## Work instructions
Put everything in the data below, from the line containing "of the front" down to the line containing "Target: black pickup truck", into a Markdown table with the columns Row and Data line. Number each line and leave out blank lines.

▼▼▼

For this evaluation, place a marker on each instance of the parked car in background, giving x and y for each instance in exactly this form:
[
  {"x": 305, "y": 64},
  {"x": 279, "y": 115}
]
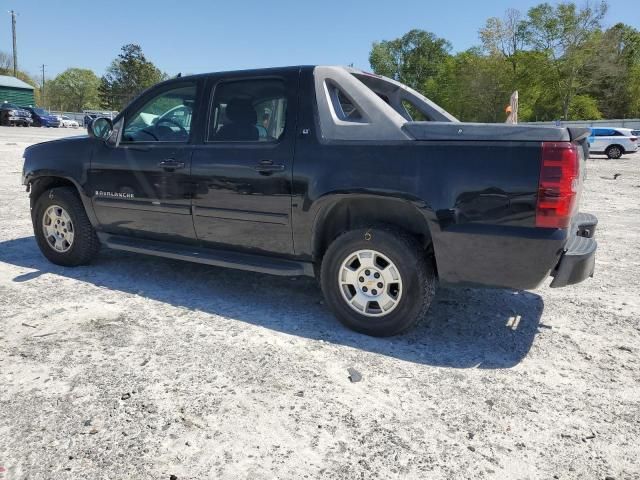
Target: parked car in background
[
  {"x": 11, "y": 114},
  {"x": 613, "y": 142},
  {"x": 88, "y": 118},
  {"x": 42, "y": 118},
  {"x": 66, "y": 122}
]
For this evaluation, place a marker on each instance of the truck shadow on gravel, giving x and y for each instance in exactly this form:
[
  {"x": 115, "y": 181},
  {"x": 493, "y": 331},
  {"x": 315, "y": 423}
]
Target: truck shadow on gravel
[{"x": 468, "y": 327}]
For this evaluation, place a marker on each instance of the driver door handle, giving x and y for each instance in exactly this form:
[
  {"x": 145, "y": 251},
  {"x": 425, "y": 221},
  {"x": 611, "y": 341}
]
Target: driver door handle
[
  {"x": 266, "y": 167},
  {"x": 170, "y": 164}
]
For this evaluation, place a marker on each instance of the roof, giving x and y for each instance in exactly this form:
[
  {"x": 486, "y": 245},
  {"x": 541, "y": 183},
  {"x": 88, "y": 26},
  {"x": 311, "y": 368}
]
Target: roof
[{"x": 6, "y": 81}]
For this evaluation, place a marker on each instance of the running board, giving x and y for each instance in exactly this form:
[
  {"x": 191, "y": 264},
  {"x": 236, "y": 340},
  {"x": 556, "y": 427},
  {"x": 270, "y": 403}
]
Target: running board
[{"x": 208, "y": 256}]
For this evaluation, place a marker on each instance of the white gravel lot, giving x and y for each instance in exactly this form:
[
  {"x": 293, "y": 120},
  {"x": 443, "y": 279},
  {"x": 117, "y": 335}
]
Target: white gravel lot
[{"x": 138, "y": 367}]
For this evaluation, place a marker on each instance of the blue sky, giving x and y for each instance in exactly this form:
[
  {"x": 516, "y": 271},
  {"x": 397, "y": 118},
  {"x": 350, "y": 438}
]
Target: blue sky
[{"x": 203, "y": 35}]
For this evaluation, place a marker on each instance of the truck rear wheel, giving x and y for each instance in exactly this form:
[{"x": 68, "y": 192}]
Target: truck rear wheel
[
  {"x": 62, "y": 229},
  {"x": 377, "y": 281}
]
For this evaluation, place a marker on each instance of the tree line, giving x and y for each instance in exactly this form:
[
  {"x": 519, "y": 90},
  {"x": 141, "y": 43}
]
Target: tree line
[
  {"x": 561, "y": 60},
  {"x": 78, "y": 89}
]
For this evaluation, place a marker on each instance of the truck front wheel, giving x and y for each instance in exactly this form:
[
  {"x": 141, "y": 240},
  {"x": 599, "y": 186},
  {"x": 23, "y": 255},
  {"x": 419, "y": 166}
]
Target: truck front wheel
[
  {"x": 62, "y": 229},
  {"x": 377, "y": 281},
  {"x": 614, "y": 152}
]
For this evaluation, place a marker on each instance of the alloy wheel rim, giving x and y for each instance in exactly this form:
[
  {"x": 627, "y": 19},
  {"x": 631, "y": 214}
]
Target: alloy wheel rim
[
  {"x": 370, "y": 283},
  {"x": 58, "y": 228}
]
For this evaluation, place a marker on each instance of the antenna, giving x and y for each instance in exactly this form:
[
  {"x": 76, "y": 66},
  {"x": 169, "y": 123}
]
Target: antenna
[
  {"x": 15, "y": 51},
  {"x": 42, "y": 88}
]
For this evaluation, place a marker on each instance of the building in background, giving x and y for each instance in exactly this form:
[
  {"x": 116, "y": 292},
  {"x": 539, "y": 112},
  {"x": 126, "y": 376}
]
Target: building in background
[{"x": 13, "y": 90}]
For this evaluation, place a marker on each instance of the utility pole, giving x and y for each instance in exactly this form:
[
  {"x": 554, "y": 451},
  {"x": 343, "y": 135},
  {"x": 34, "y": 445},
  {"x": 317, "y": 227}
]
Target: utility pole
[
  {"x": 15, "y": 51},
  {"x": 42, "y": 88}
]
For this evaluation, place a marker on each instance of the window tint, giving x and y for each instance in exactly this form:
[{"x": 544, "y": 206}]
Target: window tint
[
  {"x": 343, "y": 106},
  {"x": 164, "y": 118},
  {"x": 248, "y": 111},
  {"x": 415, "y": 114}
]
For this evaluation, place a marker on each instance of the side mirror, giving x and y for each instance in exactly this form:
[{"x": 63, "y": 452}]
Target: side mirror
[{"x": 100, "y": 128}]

▲▲▲
▼▼▼

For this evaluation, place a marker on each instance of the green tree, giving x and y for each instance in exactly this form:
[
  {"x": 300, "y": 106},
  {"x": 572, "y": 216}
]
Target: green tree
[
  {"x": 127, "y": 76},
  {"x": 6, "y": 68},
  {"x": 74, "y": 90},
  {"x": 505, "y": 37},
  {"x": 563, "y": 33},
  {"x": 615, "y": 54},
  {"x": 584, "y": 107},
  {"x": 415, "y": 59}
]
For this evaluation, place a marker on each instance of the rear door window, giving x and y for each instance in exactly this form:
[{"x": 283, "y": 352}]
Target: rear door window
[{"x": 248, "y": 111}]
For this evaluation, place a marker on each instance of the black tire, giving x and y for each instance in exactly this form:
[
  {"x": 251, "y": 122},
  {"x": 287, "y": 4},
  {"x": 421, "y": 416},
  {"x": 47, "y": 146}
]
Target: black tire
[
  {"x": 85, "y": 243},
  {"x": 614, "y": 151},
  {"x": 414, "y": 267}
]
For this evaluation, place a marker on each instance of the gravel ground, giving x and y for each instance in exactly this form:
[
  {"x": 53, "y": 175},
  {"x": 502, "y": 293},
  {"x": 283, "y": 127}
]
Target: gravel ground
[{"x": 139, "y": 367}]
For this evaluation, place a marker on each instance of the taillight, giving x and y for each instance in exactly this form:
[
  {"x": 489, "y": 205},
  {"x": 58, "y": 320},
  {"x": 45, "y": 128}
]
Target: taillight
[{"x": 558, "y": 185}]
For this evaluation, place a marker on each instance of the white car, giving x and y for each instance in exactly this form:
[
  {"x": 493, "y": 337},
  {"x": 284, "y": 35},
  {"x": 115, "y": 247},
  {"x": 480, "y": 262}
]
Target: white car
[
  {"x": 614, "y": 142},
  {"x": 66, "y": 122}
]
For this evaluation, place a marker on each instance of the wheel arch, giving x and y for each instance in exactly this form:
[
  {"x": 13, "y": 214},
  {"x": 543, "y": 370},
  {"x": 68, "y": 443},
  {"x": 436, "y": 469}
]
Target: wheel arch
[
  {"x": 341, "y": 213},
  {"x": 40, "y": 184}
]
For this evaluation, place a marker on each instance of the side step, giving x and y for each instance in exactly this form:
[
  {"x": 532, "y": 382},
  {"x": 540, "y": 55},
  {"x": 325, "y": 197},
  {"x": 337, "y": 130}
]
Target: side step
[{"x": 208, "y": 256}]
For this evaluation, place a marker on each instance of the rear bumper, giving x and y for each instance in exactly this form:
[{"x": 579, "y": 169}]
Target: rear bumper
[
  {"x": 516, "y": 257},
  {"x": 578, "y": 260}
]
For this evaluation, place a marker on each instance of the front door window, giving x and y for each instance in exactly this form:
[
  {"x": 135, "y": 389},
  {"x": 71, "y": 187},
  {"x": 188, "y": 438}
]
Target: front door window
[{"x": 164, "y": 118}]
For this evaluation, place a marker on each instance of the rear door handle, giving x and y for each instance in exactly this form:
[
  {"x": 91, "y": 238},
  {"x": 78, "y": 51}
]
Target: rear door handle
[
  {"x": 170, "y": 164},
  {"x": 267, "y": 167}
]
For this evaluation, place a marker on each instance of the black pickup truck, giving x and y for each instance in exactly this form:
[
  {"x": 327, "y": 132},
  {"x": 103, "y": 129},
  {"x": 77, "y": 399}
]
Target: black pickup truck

▲▲▲

## Exercise output
| Row | Data line |
|---|---|
| 1 | For this evaluation, place a marker on each instance of the front door window, giving x and y for each instance in exactly this form: |
| 2 | [ |
| 3 |   {"x": 135, "y": 389}, |
| 4 |   {"x": 71, "y": 187}, |
| 5 |   {"x": 188, "y": 438} |
| 6 | ] |
| 7 | Target: front door window |
| 8 | [{"x": 164, "y": 118}] |
| 9 | For this evaluation, place a marker on each instance of the rear door handle, giving x and y for each instance in exactly this form: |
| 10 | [ |
| 11 |   {"x": 91, "y": 238}, |
| 12 |   {"x": 78, "y": 51} |
| 13 | ] |
| 14 | Target: rear door handle |
| 15 | [ |
| 16 |   {"x": 170, "y": 164}, |
| 17 |   {"x": 267, "y": 167} |
| 18 | ] |
| 19 | For this evaluation, place a marker on each instance of the black pickup truck, giving x and y for each instance in exactly this form: |
| 20 | [ |
| 21 |   {"x": 327, "y": 132}, |
| 22 |   {"x": 103, "y": 129}, |
| 23 |   {"x": 77, "y": 399} |
| 24 | ] |
| 25 | Target: black pickup truck |